THE INPUT:
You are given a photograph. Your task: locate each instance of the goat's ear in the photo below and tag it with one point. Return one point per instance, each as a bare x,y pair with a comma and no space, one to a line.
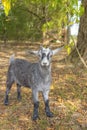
57,50
33,52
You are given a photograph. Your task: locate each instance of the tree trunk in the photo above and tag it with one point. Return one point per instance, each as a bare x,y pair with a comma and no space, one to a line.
82,38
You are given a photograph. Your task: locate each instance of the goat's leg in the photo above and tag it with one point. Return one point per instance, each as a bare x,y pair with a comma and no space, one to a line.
18,92
9,85
46,100
36,104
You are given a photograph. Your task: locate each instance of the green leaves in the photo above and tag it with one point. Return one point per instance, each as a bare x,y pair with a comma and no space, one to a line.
7,6
69,47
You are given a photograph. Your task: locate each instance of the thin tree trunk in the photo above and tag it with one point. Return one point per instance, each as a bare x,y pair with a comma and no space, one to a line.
81,39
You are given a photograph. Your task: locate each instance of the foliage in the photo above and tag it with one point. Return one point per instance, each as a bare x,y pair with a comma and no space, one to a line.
28,19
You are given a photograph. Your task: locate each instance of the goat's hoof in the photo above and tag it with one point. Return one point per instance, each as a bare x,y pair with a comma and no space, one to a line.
6,103
49,114
19,98
35,117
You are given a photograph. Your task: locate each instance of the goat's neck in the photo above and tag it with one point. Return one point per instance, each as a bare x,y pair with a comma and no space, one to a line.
45,70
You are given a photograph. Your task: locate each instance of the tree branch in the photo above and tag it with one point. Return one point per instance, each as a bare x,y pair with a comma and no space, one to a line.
82,60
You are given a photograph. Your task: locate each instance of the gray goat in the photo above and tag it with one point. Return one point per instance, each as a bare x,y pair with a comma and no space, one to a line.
36,76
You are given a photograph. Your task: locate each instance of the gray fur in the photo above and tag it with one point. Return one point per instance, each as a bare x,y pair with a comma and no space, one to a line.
36,76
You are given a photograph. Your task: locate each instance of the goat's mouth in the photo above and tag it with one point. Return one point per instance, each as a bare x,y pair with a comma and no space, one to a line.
45,65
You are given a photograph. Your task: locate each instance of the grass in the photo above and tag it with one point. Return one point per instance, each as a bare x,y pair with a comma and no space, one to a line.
68,97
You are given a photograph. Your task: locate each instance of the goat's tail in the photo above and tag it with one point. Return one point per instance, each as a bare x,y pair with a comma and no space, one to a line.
12,58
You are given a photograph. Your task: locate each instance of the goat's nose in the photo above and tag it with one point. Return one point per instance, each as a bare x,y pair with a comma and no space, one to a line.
44,63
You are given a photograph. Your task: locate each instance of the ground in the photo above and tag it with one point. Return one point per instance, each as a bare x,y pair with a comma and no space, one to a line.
68,95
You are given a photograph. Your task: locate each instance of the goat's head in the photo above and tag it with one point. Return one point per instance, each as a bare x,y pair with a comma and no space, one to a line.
45,55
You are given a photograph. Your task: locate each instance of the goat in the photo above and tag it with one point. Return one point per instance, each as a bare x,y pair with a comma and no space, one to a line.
36,76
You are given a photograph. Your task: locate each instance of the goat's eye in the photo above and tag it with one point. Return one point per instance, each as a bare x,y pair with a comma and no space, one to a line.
43,55
48,55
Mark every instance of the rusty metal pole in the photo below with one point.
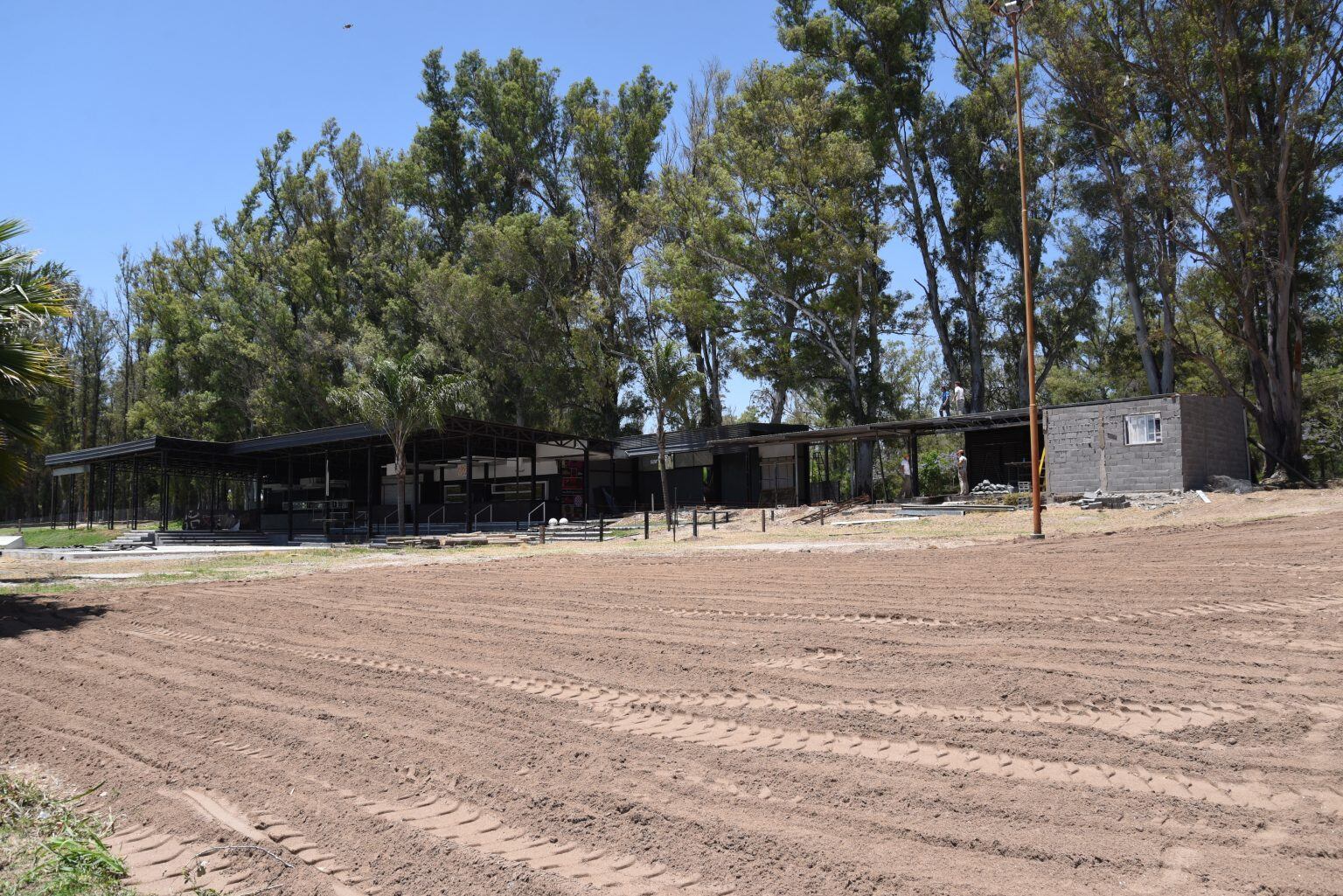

TASK DIRECTIONS:
Exclude the pictures and reproduce every entry exactly.

RESULT:
You are given a photograph. Your task: locate each instance of the goat's ear in the photo below and tag it with one point. Return one point per instance, each as a bare x,y pair with a comma and no space, one to a line.
57,50
33,52
You are given a photograph. Your task: locate each instance of the tree trunk in the photo above and tag it with one point. Return one point per instance, each as a bare x,y pair with a comma and no space, one to a line.
82,38
You are given a photograph. Your task: locate each instance of the goat's leg in the photo above and tag it with one point. Return one point per instance, each as a bare x,y pair with a comma and no space, one to a line.
18,92
9,85
46,100
36,104
You are given a photograph. Your task: locate each instance of the green leaves in the photo above and tag it with one point. Return one point per instance, each as a bare x,y pair with a comma and no space, one to a line.
7,6
69,47
You are given a photograph. Your task: locate each instance of the thin tree trunk in the photo above and tag it with one point. Return one point per instance, each as a bare x,y pair with a comma and no space, one to a line.
81,39
You are given a photograph. Your task: locate each instance of the foliage in the photo above and tag it with one point. Return one point per instance, each as a bare x,y pair with a comma and no space, one to a line.
28,19
You are given a photograph. Your task: locate each instance of the goat's hoof in the photo above and tag it with one point. Return one point per instance, each as a bare x,y pair with a comma and no space, one to a line.
6,103
49,114
19,98
35,117
You are given a photograph. Your task: locate each instance of the goat's neck in the photo above and tag it with one point. Return one point per instance, each as a bare x,y pair with a comma and no space, one to a line.
45,70
You are given a photograph. Your task: locate each instance of the tree branch in the photo above and tag it with one point. Return one point per instance, each as a bare x,y pair with a comma and no space, one to a line.
82,60
You are given a photograph. Your task: locate each instance of the gray goat in the photo above and tag it with one point. Return one point per instance, each as a bare x,y pair with a comma and no space, one to a line.
36,76
You are given a photograph. Your task: locate each instance of the gray fur in the photo above and tag it with one point. Return one point per instance, each as a bare x,y pair with a comma and no space, one to a line.
36,76
You are given a photograph. Your task: locate each instance of the goat's mouth in the photo above and tag it with one point. Return one point per instance, each as a bare x,y pair with a comma and no space, one to a line.
45,65
You are given a photograph. Your task: locate each instance of the grass in the photo above and tag it with one point. Return one point per instance, each as a bare x,y pair with a comma and no space, one to a line.
68,97
You are given a photograph. Your task: locate each instance of the goat's tail in the photo above and tag it with one point. Return one point per instance, each as a bare x,y pair with a comma and no space, one to a line.
12,58
You are given a photograph. Your task: locate each instance of the goat's nose in the photo above and tag it with one point. Return one point per instance, each as a bare x,y pair with a comma and no space, one to a line.
44,63
You are given a photograph. Your task: locate each instance of the ground in the photo above and tag it with one point. Return one point per instance, each as a bare x,y pair with a comma and no space, one to a line.
68,95
You are given a photograph. Your task: locate each instance of the goat's head in the photo above and tag it with one point. Return one point per instance, each as a bare x,y pair with a comma and no space, one to a line.
45,55
You are given a photograph. Your task: locate each instance of the goat in the photo above and tag it with one point. Return one point per instance, each as a bare x,y pair with a comma and no space, one to a line.
36,76
You are given a photograph. Your task: locate each instance of the goat's eye in the photo above and tag it with one point. Return one point per instance, each as a bare x,y pair with a comma and no space, one to a line.
43,55
48,55
Mark every instance of the rusty metal pole in the photo below with one point.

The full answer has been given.